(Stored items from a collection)
● ● ● ● ● ● ●
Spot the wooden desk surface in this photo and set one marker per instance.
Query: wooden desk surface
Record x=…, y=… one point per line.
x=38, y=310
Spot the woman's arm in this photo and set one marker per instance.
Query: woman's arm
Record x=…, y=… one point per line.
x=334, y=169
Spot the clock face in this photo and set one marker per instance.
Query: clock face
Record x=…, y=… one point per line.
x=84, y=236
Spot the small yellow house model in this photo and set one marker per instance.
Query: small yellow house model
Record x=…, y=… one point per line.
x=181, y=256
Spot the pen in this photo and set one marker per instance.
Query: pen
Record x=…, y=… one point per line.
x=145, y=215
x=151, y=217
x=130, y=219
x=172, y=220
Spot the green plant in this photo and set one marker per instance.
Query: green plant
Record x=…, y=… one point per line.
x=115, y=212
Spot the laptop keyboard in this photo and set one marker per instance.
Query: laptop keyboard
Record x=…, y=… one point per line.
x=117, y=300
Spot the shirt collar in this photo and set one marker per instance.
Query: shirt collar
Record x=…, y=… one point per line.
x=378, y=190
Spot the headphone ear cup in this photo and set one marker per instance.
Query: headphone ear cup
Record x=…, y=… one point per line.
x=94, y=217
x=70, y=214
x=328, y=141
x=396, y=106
● ● ● ● ● ● ●
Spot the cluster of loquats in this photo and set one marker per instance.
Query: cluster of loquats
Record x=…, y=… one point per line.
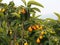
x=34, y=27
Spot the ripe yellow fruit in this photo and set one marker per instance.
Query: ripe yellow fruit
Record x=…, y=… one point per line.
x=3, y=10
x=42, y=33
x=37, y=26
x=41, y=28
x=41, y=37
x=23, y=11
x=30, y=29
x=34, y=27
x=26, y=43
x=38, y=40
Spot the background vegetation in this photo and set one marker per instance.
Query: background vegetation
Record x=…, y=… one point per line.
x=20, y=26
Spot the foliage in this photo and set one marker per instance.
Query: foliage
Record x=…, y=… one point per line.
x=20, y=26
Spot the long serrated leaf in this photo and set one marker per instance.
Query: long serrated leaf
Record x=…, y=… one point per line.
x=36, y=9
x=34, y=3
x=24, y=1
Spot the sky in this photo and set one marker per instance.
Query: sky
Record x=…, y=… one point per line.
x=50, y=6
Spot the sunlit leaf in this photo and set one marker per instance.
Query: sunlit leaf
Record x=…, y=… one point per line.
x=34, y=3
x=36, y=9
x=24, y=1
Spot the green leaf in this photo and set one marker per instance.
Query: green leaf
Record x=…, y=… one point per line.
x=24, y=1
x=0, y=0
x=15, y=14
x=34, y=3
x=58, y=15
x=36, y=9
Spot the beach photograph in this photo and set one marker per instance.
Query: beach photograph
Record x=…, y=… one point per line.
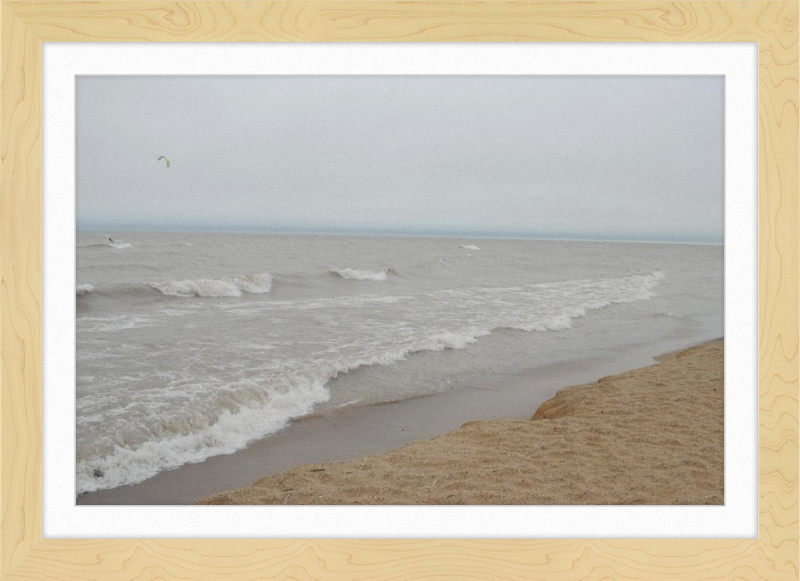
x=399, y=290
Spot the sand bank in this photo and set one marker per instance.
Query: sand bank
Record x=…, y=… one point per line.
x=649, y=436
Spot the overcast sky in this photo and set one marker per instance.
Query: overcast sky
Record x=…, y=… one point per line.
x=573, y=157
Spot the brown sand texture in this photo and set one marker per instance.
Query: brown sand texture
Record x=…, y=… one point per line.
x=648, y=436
● ● ● ● ● ● ●
DIRECTIVE: Write out the lines of the records above word for word, from the line containing "Spot the wooden" through the line containing "x=115, y=212", both included, and stop there.

TASK OUTPUT:
Spot the wooden desk surface in this photo and set one marker per instance.
Query: wooden desk surface
Record x=…, y=… one point per line.
x=38, y=310
Spot the woman's arm in this photo and set one marker per instance.
Query: woman's arm
Record x=…, y=… one point per line.
x=334, y=169
Spot the clock face in this photo and set one marker per instance.
Query: clock face
Record x=…, y=… one point per line.
x=84, y=236
Spot the small yellow house model in this photo and set one marker per instance.
Query: small yellow house model
Record x=…, y=… one point per line.
x=181, y=256
Spot the pen in this photo and set one marker per instance.
Query: pen
Record x=…, y=… one point per line.
x=145, y=215
x=151, y=217
x=130, y=219
x=172, y=220
Spot the green plant in this photo and set one marker per instance.
Query: green plant
Record x=…, y=… one point per line.
x=115, y=212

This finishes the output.